DOCUMENT TEXT:
____

Educating for Global Competence: New Partnerships will Prepare Students for the Global Market Challenges post COVID
Dover, Delaware – As COVID-19 becomes endemic in much of the world, many organizations are focusing on sustainable and inclusive growth, but with supply chain disruptions, labor and material shortages, rising freight costs, and global challenges such as water sanitation, food security, climate and disaster response, the leaders of tomorrow will have to devise innovative approaches to overcome these complex challenges. The Global Institute at Delaware State University is forging new alliances and partnerships, specifically in the Dominican Republic, to provide students the global competencies necessary to respond to a rapidly changing world economy and competitive landscape.
A delegation from Delaware State University will travel to Santo Domingo June, 2022, to meet with academic and government leaders to discuss opportunities for collaboration in the areas of business, entrepreneurship, agroindustry, health sciences/biological scientific research. During this visit, a partnership agreement will be signed between The Global Institute at Delaware State University and Universidad Iberoamericana (UNIBE), a Dominican University.
Delaware State University business students will have the opportunity to study the global market at UNIBE this summer. Courses include Foreign Trade Policy and Commerce in the Caribbean, International Legal Framework, Trade Logistics, the Economy in an International Context, Duty Free Trade Export Industries, Agricultural Commodities for Exports, along with site visits to companies, processing plants, farms and ports. This will better prepare students with the skills to thrive in a more diverse, interconnected world.
The Global Institute for Equity, Inclusion, and Civil Rights at Delaware State University is a network designed to develop and share proven pathways for transforming communities of color. The Institute imagines a world in which disadvantaged communities and individuals share in a future of economic prosperity based on sustainable practices and benefits of improved education, healthcare, housing, technology, and political participation. Its researchers, partners, and affiliates create shared value and social infrastructure through community and economic development; case studies; market data; analytics; and participants’ actual lived experiences, particularly in our global communities of color.
The Dominican Republic is popular among African Americans because of shared African ancestry, the Afro-latino culture and notably, in Samaná, Dominican Republic, a shared history. In 1824, about 200 escaped slaves from Pennsylvania, South Carolina, and Kentucky, established on Samaná Bay. Some of the African Americans in Samaná Bay built churches and schools and made a handsome living from shipbuilding, growing cocoa, and trading with the United States.

____

RECORDS PROVIDED:
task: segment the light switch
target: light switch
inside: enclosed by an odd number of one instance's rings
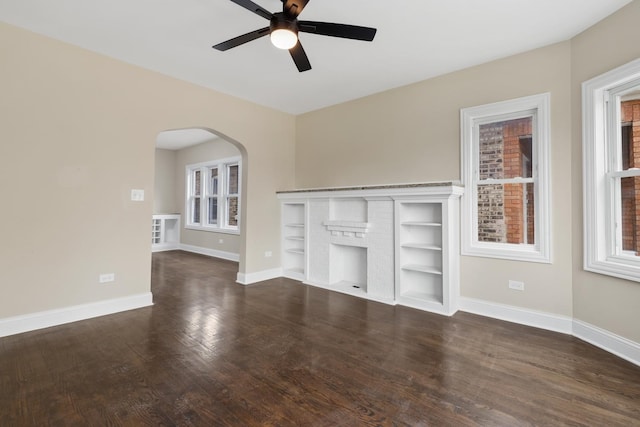
[[[144,190],[131,190],[131,200],[134,202],[144,201]]]

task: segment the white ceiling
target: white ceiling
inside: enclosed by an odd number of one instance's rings
[[[204,129],[176,129],[160,132],[156,138],[156,148],[165,150],[181,150],[192,145],[218,139],[215,135]]]
[[[228,0],[0,0],[0,19],[122,61],[300,114],[567,40],[631,0],[311,0],[300,19],[378,29],[373,42],[301,34],[299,73],[268,25]],[[280,0],[255,0],[280,11]]]

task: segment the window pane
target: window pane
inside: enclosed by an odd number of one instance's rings
[[[200,224],[200,198],[196,197],[191,204],[191,222]]]
[[[622,178],[620,194],[622,197],[622,250],[640,253],[638,241],[638,215],[640,215],[640,177]]]
[[[535,243],[534,184],[478,185],[478,241]]]
[[[193,171],[193,194],[200,195],[200,171]]]
[[[238,198],[229,197],[227,199],[227,218],[230,226],[238,225]]]
[[[209,171],[209,194],[218,194],[218,168]]]
[[[479,126],[479,178],[531,178],[532,117]]]
[[[218,198],[217,197],[209,197],[207,221],[210,225],[218,223]]]
[[[640,98],[640,93],[629,95]],[[640,168],[640,99],[620,103],[622,170]]]
[[[238,165],[229,166],[229,194],[238,194]]]

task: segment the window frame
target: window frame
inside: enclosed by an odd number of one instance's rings
[[[640,59],[582,83],[583,263],[586,271],[638,282],[640,257],[623,250],[615,183],[640,176],[620,164],[619,98],[632,87],[640,87]]]
[[[229,169],[238,166],[238,214],[237,225],[230,225],[228,218],[228,195],[227,185],[229,181]],[[217,191],[212,191],[210,171],[217,169]],[[200,195],[196,196],[195,173],[200,172]],[[241,157],[228,157],[208,162],[189,164],[185,166],[185,228],[191,230],[210,231],[218,233],[239,234],[240,233],[240,210],[242,193],[242,159]],[[235,196],[235,195],[234,195]],[[200,222],[193,222],[194,199],[200,199]],[[209,199],[215,197],[217,200],[216,224],[209,224]]]
[[[542,93],[460,110],[462,197],[462,255],[551,263],[550,211],[550,105]],[[479,127],[517,118],[533,117],[532,177],[493,179],[485,183],[534,183],[534,244],[478,240]],[[487,180],[485,180],[487,181]]]

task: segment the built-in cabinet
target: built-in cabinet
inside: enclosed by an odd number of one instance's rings
[[[178,249],[180,245],[180,215],[153,215],[151,219],[151,251]]]
[[[456,311],[457,208],[450,212],[451,204],[440,198],[395,201],[398,303],[444,314]]]
[[[280,192],[283,275],[451,315],[461,194],[451,183]]]
[[[304,280],[306,273],[306,202],[282,204],[282,268],[285,277]]]

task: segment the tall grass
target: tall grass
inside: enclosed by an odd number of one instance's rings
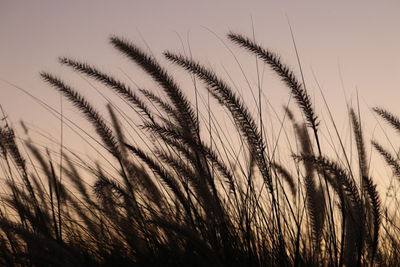
[[[60,58],[62,65],[102,83],[139,114],[139,126],[127,126],[121,119],[130,115],[114,103],[107,105],[108,120],[67,82],[51,73],[40,74],[90,122],[117,172],[85,162],[68,148],[62,152],[65,164],[57,162],[54,152],[44,153],[30,139],[19,142],[14,130],[3,125],[0,148],[6,189],[0,208],[0,263],[399,265],[399,223],[383,206],[371,177],[360,114],[350,109],[358,164],[345,165],[346,160],[324,152],[314,103],[291,68],[249,38],[229,33],[228,39],[269,66],[296,101],[304,119],[296,120],[285,109],[284,118],[293,130],[288,136],[298,144],[291,151],[282,150],[285,160],[275,153],[279,142],[268,149],[268,136],[274,133],[264,129],[261,99],[253,115],[215,71],[192,57],[164,53],[182,73],[202,83],[215,106],[226,110],[240,141],[238,148],[209,103],[200,109],[197,98],[192,103],[156,58],[113,36],[113,47],[149,75],[163,95],[135,90],[86,62]],[[400,129],[398,117],[382,108],[373,110]],[[282,127],[291,132],[287,123]],[[140,145],[127,138],[130,131],[143,136]],[[372,146],[399,178],[397,155],[377,141]],[[344,158],[354,157],[344,153]]]

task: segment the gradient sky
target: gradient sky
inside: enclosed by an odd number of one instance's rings
[[[312,95],[320,98],[314,72],[338,116],[346,115],[345,99],[354,98],[356,90],[366,110],[368,105],[380,105],[400,114],[397,0],[0,0],[0,103],[15,123],[24,119],[49,131],[57,128],[57,121],[42,107],[7,82],[55,108],[59,107],[59,95],[40,80],[42,70],[80,85],[79,91],[85,95],[94,94],[82,88],[76,74],[59,66],[59,56],[82,59],[117,74],[123,69],[135,80],[140,79],[142,74],[108,43],[111,34],[142,47],[145,41],[160,58],[165,49],[182,50],[180,36],[184,43],[190,43],[194,57],[218,70],[228,66],[233,77],[240,77],[232,55],[210,30],[221,38],[230,30],[251,36],[253,21],[257,41],[279,53],[297,71],[287,17]],[[235,54],[248,57],[230,47]],[[287,91],[284,96],[280,91],[268,88],[266,93],[278,108],[287,99]],[[246,94],[246,90],[243,92]],[[71,116],[77,114],[72,107],[66,109]]]

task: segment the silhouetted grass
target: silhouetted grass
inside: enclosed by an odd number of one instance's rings
[[[253,116],[213,70],[191,57],[165,52],[225,108],[240,140],[232,144],[222,122],[210,109],[206,114],[191,103],[168,69],[113,36],[111,44],[150,75],[165,97],[143,88],[136,92],[87,63],[69,58],[60,63],[132,104],[132,111],[141,115],[134,130],[146,138],[136,143],[126,138],[134,126],[121,122],[129,113],[113,103],[107,105],[110,124],[77,90],[41,73],[91,123],[117,173],[108,165],[89,164],[67,148],[62,154],[66,164],[60,166],[49,150],[43,153],[31,140],[17,142],[13,129],[2,126],[6,189],[0,207],[0,264],[398,266],[400,228],[370,175],[360,114],[350,109],[358,164],[343,165],[324,154],[314,104],[289,66],[249,38],[235,33],[228,38],[270,66],[289,88],[305,118],[298,122],[285,110],[298,147],[284,157],[271,153],[267,140],[273,133],[260,128],[260,107]],[[382,108],[374,111],[399,130],[395,115]],[[398,178],[398,157],[376,141],[372,145]],[[22,146],[27,153],[21,153]]]

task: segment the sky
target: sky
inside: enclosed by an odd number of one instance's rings
[[[324,107],[316,81],[339,119],[347,116],[346,101],[354,104],[357,94],[365,113],[370,113],[371,106],[383,106],[400,114],[399,14],[396,0],[0,0],[0,104],[14,124],[22,119],[57,135],[59,122],[18,89],[60,109],[59,94],[39,77],[41,71],[48,71],[76,85],[105,111],[98,92],[60,66],[57,58],[80,59],[118,77],[127,74],[135,83],[147,84],[143,73],[109,44],[111,35],[148,47],[179,75],[182,72],[162,59],[162,52],[183,51],[183,43],[196,59],[225,77],[229,73],[241,86],[244,77],[229,49],[243,60],[251,82],[257,79],[254,58],[230,44],[226,33],[252,37],[254,31],[258,43],[277,52],[299,73],[291,25],[308,90],[318,99],[318,111]],[[277,108],[286,103],[287,91],[277,88],[272,75],[266,76],[265,83],[270,102]],[[244,98],[251,98],[246,88],[239,91]],[[79,120],[71,105],[64,104],[64,108],[66,116]]]

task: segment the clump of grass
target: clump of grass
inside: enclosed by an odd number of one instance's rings
[[[68,149],[62,153],[66,164],[61,165],[49,150],[39,149],[31,140],[20,144],[10,126],[1,127],[1,166],[7,189],[1,197],[0,263],[399,264],[398,223],[388,215],[389,207],[382,205],[370,175],[361,116],[350,109],[358,165],[343,166],[324,154],[314,104],[291,68],[249,38],[229,33],[228,39],[263,60],[288,87],[305,118],[304,123],[297,122],[293,112],[285,110],[298,148],[291,147],[286,157],[270,153],[268,136],[273,133],[264,131],[227,82],[192,58],[165,52],[166,59],[201,80],[216,105],[227,111],[239,133],[240,149],[236,150],[221,130],[222,122],[210,109],[204,111],[209,118],[204,122],[203,110],[191,103],[176,77],[155,57],[113,36],[111,44],[142,68],[165,97],[143,88],[135,91],[88,63],[60,58],[61,64],[102,83],[139,114],[136,125],[140,126],[128,127],[121,120],[128,114],[110,102],[110,124],[77,90],[56,75],[41,73],[91,123],[116,173],[108,165],[85,162]],[[257,108],[261,118],[261,108]],[[395,115],[381,108],[374,111],[398,130]],[[27,126],[24,129],[28,132]],[[130,130],[139,131],[142,142],[128,138]],[[27,153],[20,152],[21,145],[28,148]],[[398,158],[376,141],[372,145],[400,176]],[[61,175],[68,183],[61,182]],[[89,179],[94,182],[87,184]]]

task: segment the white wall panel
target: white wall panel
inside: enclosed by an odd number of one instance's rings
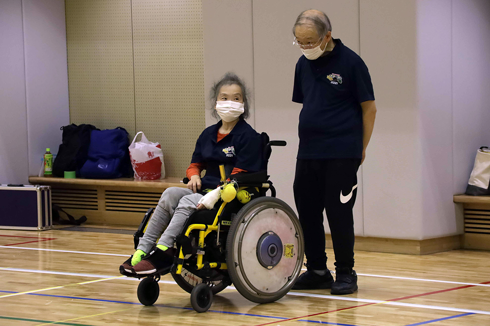
[[[490,146],[490,1],[452,1],[454,192],[466,189],[476,151]]]
[[[416,2],[361,0],[361,56],[378,112],[363,167],[365,236],[421,239]]]
[[[56,153],[70,124],[64,0],[23,0],[29,174],[47,147]]]
[[[450,0],[417,3],[423,239],[457,234],[452,190]]]
[[[27,133],[20,0],[1,1],[0,31],[0,183],[26,183]]]

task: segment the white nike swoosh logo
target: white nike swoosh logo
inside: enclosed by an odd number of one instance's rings
[[[347,202],[348,202],[349,200],[350,200],[350,198],[352,197],[352,193],[354,192],[354,190],[356,188],[357,188],[357,184],[355,186],[354,186],[354,187],[352,187],[352,190],[350,192],[350,194],[349,194],[349,195],[347,195],[346,196],[344,196],[343,195],[342,195],[342,191],[341,190],[340,191],[340,202],[341,203],[342,203],[343,204],[345,204],[345,203],[346,203]]]

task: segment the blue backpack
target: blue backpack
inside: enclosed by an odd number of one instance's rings
[[[120,127],[92,130],[88,157],[80,170],[82,177],[113,179],[130,175],[128,136],[127,131]]]

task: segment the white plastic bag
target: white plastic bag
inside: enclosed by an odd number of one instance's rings
[[[136,137],[141,134],[141,140]],[[134,136],[129,145],[129,156],[134,171],[134,178],[140,180],[156,180],[165,178],[165,166],[163,152],[158,143],[148,140],[143,131]]]

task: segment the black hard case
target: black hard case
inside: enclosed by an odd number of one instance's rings
[[[49,230],[49,186],[0,185],[0,229]]]

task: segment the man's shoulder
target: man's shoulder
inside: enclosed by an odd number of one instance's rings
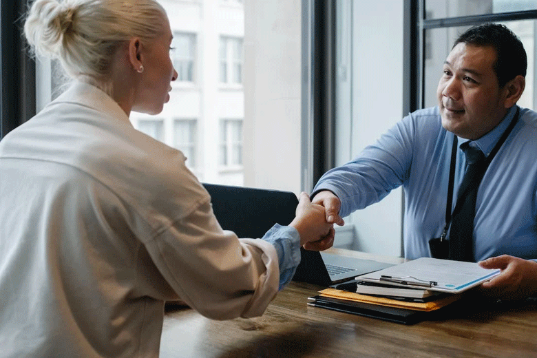
[[[526,125],[537,129],[537,112],[533,109],[520,107],[520,119]]]

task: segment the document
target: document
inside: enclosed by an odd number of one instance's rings
[[[339,299],[354,301],[357,302],[364,302],[372,304],[378,304],[380,306],[387,306],[399,308],[406,308],[415,310],[431,311],[437,310],[444,306],[454,302],[459,298],[460,295],[448,295],[441,296],[441,298],[434,301],[427,302],[413,302],[410,301],[401,301],[388,297],[370,296],[368,295],[361,295],[354,292],[348,292],[341,290],[337,290],[328,287],[319,291],[321,297],[333,297]]]
[[[483,268],[475,262],[420,257],[356,280],[403,287],[459,293],[499,275],[499,269]]]

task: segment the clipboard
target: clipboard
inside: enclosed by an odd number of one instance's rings
[[[338,290],[331,287],[320,291],[319,291],[319,293],[321,297],[337,298],[347,301],[386,306],[394,308],[406,308],[425,312],[430,312],[441,308],[444,306],[454,302],[461,297],[461,295],[448,295],[446,296],[441,296],[437,299],[426,302],[414,302],[410,301],[401,301],[389,297],[361,295],[360,293]]]
[[[357,280],[403,287],[460,293],[499,275],[500,269],[483,268],[475,262],[420,257],[383,270],[357,276]]]

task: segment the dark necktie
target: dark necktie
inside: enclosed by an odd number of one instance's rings
[[[459,189],[450,229],[450,260],[474,261],[474,218],[479,184],[485,174],[485,156],[468,143],[461,145],[466,156],[466,172]]]

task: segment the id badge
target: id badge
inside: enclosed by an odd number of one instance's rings
[[[450,255],[450,242],[445,238],[435,238],[429,240],[431,257],[435,259],[448,259]]]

____

TASK GOAL:
Repeat the part of the Delaware State University article that begins with "The Dominican Republic is" and ends with "the United States.", swapping "cocoa" for "coffee".

OUTPUT OF THE EXERCISE:
The Dominican Republic is popular among African Americans because of shared African ancestry, the Afro-latino culture and notably, in Samaná, Dominican Republic, a shared history. In 1824, about 200 escaped slaves from Pennsylvania, South Carolina, and Kentucky, established on Samaná Bay. Some of the African Americans in Samaná Bay built churches and schools and made a handsome living from shipbuilding, growing coffee, and trading with the United States.